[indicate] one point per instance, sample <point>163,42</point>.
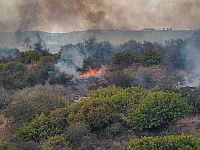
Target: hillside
<point>116,37</point>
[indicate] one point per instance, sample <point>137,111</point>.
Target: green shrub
<point>172,142</point>
<point>158,110</point>
<point>39,128</point>
<point>120,78</point>
<point>152,57</point>
<point>127,98</point>
<point>28,57</point>
<point>5,147</point>
<point>95,113</point>
<point>2,66</point>
<point>114,129</point>
<point>31,102</point>
<point>44,126</point>
<point>122,99</point>
<point>76,131</point>
<point>125,58</point>
<point>102,93</point>
<point>55,143</point>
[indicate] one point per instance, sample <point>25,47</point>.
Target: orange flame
<point>91,72</point>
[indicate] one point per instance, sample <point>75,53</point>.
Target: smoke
<point>192,56</point>
<point>69,15</point>
<point>71,60</point>
<point>8,53</point>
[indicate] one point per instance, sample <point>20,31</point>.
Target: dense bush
<point>76,131</point>
<point>126,58</point>
<point>166,143</point>
<point>152,57</point>
<point>114,130</point>
<point>95,113</point>
<point>102,93</point>
<point>158,110</point>
<point>44,126</point>
<point>39,128</point>
<point>127,98</point>
<point>122,99</point>
<point>55,143</point>
<point>13,75</point>
<point>30,102</point>
<point>28,57</point>
<point>120,78</point>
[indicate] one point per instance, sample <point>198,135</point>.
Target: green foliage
<point>55,143</point>
<point>28,57</point>
<point>5,147</point>
<point>114,129</point>
<point>76,131</point>
<point>44,126</point>
<point>102,93</point>
<point>158,110</point>
<point>127,98</point>
<point>13,75</point>
<point>97,114</point>
<point>120,78</point>
<point>39,128</point>
<point>149,57</point>
<point>122,99</point>
<point>171,142</point>
<point>192,97</point>
<point>152,57</point>
<point>28,104</point>
<point>2,66</point>
<point>125,58</point>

· · ·

GIVEN TASK - Quote verbatim the line containing "instance, sample <point>198,135</point>." and every line after it through the end of the records above.

THE ANSWER -
[indicate] one point per instance, sample <point>198,135</point>.
Target: green foliage
<point>55,143</point>
<point>28,57</point>
<point>5,147</point>
<point>114,129</point>
<point>76,131</point>
<point>44,126</point>
<point>102,93</point>
<point>158,110</point>
<point>127,98</point>
<point>13,75</point>
<point>97,114</point>
<point>120,78</point>
<point>39,128</point>
<point>149,57</point>
<point>122,99</point>
<point>171,142</point>
<point>192,97</point>
<point>152,57</point>
<point>28,104</point>
<point>2,66</point>
<point>125,58</point>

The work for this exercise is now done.